-2

Hello – I have a DB table (MySQL ver 5.6.41-84.1-log) that has about 92,000 entries, with columns for:

  • id (incremental unique ID)
  • post_type (not important)
  • post_id (not important, but shows relation to another table)
  • user_id (not important)
  • vote (not important)
  • ip (IP Address, ie. 123.123.123.123)
  • voted (Datestamp in GMT, ie. 2018-12-03 04:50:05)

I recently ran a contest and we had a rule that no single IP could vote more than 60 times per day. So now I need to run a custom SQL formula that applies the following rule:

For each IP address, for each day, if there are > 60 rows, delete those additional rows.

Thank you for your help!

Mike B.
  • 773
  • 3
  • 12
  • 26

3 Answers3

1

This is a complicated one, and I think it is hard to provide a 100% sure answer without actual table and data to play with.

However let me try to describe the logic, and build the query step by step so you can paly around with it and possibly fix lurking erros.

1) We start with selecting all ip adresses that posted more than 60 votes on a given day. For this we use a group by on the voting day and on the ip adress, combined with a having clause

select date(voted), ip_adress
from table 
group by date(voted), ip_adress 
having count(*) > 60

2) From then, we go back to the table and select the first 60 ids corresponding to each voting day / ip adress couple. id is an autoincremented field so we just sort using this field and the use the mysql limit instruction

    select id, ip_adress, date(voted) as day_voted
    from table 
    where ip_adress, date(voted) in (
        select date(voted), ip_adress 
        from table 
        group by date(voted), ip_adress 
        having count(*) > 60
    ) 
    order by id
    limit 60

3) Finally, we go back once again to the table and search for the all ids whose ip adress and day of vote belong to the above list, but whose id is greater than the max id of the list. This is achieved with a join and requires a group by clause.

select t1.id 
from 
    table t1
    join (      
        select id, ip_adress, date(voted) as day_voted 
        from table 
        where ip_adress, date(voted) in (
            select date(voted), ip_adress 
            from table
            group by date(voted), ip_adress
            having count(*) > 60
        )
        order by id
        limit 60
    ) t2 
        on t1.ip_adress = t2.ip_adress 
        and date(t1.voted) = t2.day_voted and t1.id > max(t2.id)
group by t1.id

That should return the list of all ids that we need to delete. Test if before you go further.

Coordinate annotation entries:
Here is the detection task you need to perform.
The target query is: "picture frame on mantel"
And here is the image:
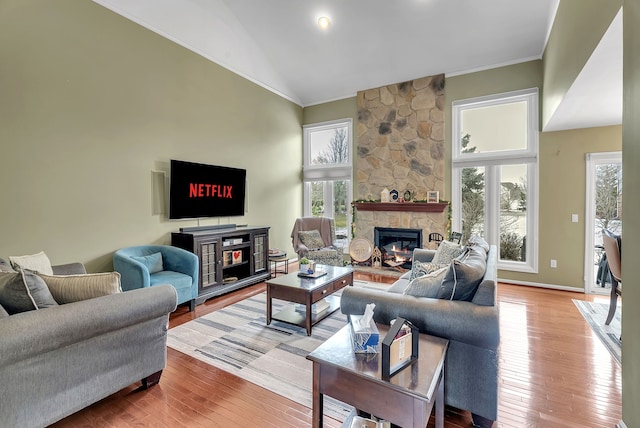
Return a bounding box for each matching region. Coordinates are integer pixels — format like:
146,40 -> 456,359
427,190 -> 440,204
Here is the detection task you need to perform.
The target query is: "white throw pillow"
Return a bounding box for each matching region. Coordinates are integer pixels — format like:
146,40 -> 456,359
404,266 -> 449,298
431,241 -> 464,265
9,251 -> 53,275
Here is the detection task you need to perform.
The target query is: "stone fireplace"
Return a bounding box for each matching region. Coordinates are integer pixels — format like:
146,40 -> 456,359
353,74 -> 448,246
373,227 -> 422,269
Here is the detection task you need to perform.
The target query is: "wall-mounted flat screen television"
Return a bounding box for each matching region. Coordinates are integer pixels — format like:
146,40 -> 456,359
169,159 -> 247,219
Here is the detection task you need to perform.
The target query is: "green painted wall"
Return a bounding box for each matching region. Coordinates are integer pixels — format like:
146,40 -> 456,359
0,0 -> 303,271
500,126 -> 622,291
622,0 -> 640,428
542,0 -> 622,128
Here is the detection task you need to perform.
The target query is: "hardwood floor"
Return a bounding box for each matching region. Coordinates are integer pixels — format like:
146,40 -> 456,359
54,274 -> 622,428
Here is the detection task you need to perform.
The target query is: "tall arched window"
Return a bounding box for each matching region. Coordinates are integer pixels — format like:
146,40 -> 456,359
451,88 -> 539,272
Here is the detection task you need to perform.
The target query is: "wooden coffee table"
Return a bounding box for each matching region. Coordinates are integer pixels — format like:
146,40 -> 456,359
267,265 -> 353,336
307,324 -> 449,428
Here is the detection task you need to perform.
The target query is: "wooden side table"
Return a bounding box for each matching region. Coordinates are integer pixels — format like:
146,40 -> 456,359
307,324 -> 449,428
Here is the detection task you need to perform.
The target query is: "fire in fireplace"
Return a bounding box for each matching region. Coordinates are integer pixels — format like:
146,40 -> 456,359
373,227 -> 422,269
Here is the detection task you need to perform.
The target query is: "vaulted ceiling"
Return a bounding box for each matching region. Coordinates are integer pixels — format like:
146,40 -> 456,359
94,0 -> 622,130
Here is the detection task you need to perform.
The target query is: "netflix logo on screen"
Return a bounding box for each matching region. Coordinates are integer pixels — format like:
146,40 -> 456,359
169,160 -> 247,219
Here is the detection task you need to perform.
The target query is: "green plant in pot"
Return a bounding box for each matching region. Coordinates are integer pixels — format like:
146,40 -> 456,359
298,257 -> 311,273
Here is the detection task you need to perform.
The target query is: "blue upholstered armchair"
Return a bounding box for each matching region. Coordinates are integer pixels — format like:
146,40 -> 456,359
113,245 -> 198,311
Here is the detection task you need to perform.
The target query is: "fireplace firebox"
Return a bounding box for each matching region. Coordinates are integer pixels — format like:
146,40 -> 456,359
373,227 -> 422,269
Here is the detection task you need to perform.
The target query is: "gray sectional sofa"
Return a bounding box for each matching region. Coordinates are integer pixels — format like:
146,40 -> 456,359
0,259 -> 177,428
340,242 -> 500,426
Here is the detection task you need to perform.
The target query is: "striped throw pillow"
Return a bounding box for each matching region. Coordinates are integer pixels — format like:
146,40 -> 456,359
40,272 -> 122,305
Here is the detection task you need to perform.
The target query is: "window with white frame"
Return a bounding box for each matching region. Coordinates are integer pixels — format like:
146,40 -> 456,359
451,88 -> 538,272
303,119 -> 353,249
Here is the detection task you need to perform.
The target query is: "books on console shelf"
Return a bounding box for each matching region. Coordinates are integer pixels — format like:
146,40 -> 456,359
296,299 -> 331,314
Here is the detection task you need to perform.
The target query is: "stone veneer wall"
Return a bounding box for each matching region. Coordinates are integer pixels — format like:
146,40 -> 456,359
354,74 -> 448,247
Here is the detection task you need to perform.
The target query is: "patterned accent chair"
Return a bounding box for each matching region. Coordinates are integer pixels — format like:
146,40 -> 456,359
291,217 -> 344,266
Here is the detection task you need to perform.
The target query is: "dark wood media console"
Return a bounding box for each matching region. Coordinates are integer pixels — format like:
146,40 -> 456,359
171,226 -> 271,305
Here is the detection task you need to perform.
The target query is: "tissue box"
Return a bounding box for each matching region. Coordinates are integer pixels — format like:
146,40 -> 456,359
349,315 -> 380,354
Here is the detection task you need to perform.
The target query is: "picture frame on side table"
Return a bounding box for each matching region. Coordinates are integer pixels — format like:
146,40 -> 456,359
427,190 -> 440,204
381,317 -> 419,380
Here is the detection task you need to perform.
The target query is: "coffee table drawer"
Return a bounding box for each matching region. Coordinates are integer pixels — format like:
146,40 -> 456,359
311,275 -> 353,302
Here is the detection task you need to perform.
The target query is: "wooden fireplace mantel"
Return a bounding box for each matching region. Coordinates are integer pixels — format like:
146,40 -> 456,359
353,202 -> 449,213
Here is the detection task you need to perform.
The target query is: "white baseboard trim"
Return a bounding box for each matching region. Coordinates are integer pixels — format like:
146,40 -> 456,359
498,278 -> 584,294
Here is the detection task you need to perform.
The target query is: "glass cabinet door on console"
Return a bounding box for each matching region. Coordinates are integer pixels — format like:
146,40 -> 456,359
253,233 -> 269,273
199,239 -> 220,292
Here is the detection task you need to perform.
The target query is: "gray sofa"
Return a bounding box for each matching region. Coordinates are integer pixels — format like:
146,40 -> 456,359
340,246 -> 500,426
0,264 -> 177,428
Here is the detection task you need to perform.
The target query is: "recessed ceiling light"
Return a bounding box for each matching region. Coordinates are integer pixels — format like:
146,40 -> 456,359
318,16 -> 331,30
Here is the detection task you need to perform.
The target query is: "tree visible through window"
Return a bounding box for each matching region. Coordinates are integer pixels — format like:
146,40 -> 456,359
452,90 -> 538,272
304,120 -> 352,248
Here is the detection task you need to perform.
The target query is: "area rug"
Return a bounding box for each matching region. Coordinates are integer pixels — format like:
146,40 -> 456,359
573,299 -> 622,366
168,293 -> 352,422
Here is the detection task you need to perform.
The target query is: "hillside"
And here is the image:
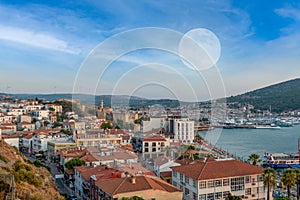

### What you will do
Write what comes next in the forum thread on removing votes beyond 60 per IP address per day, starting after its final sentence.

### Expected answer
4) The very last step is to delete those ids. There are limitations in mysql that make a delete with subquery condition quite uneasy to achieve. See the following SO question for more information on the technical background. You can either use a temporary table to store the selected ids, or try to outsmart mysql by wrapping the subquery and aliasing it. Let us try with the second option :

delete t.* from table t where id in ( select id from (
    select t1.id 
    from 
        table t1
        join (      
            select id, ip_adress, date(voted) as day_voted 
            from table 
            where ip_adress, date(voted) in (
                select date(voted), ip_adress
                from table 
                group by date(voted), ip_adress
                having count(*) > 60
            )
            order by id
            limit 60
        ) t2 
            on t1.ip_adress = t2.ip_adress
            and date(t1.voted) = t2.day_voted
            and t1.id > max(t2.id)
    group by t1.id
) x );

Hope this helps !

GMB
  • 216,147
  • 25
  • 84
  • 135
  • Thank you so much for this info. Dumb question, but what variable am I replacing in your code with my table name, 'wp_voting_public'. – Mike B. Dec 05 '18 at 01:25
  • That would be `table`. Replace it everywhere with your table name, `wp_voting_public` – GMB Dec 05 '18 at 01:26
  • Ok, I got the first example working fine. Error with the second: https://cl[dot]ly/109ffc2e3e4f – Mike B. Dec 05 '18 at 01:33
  • It’s in that URL screenshot I provided, replacing [dot] with . – Mike B. Dec 05 '18 at 01:51
  • OK. Problem with column alias syntax in mysql (I guess I worked with Oracle too much). Fixed the queries. – GMB Dec 05 '18 at 01:58
  • I really appreciate you working with me on this, and apologies for the delay in my response. Similar error: https://cl[dot]ly/901c9b7afec3 – Mike B. Dec 05 '18 at 02:34
  • Let us [continue this discussion in chat](https://chat.stackoverflow.com/rooms/184762/discussion-between-mike-b-and-gmb). – Mike B. Dec 05 '18 at 15:11
0

You could approach this by vastly simplifying your sample data and using row number simulation for mysql version prior to 8.0 or window function for versions 8.0 or above. I assume you are not on version 8 or above in the following example

drop table if exists t;
create table t(id int auto_increment primary key,ip varchar(2));
insert into t (ip) values
(1),(1),(3),(3),
(2),
(3),(3),(1),(2);

delete t1 from t t1 join
(
select id,rownumber from
(
select t.*,
         if(ip <> @p,@r:=1,@r:=@r+1) rownumber,
         @p:=ip p
from t
cross join (select @r:=0,@p:=0) r
order by ip,id
)s
where rownumber > 2
) a on a.id = t1.id;

Working in to out the sub query s allocates a row number per ip, sub query a then picks row numbers > 2 and the outer multi-table delete deletes from t joined to a to give

+----+------+
| id | ip   |
+----+------+
|  1 | 1    |
|  2 | 1    |
|  3 | 3    |
|  4 | 3    |
|  5 | 2    |
|  9 | 2    |
+----+------+
6 rows in set (0.00 sec)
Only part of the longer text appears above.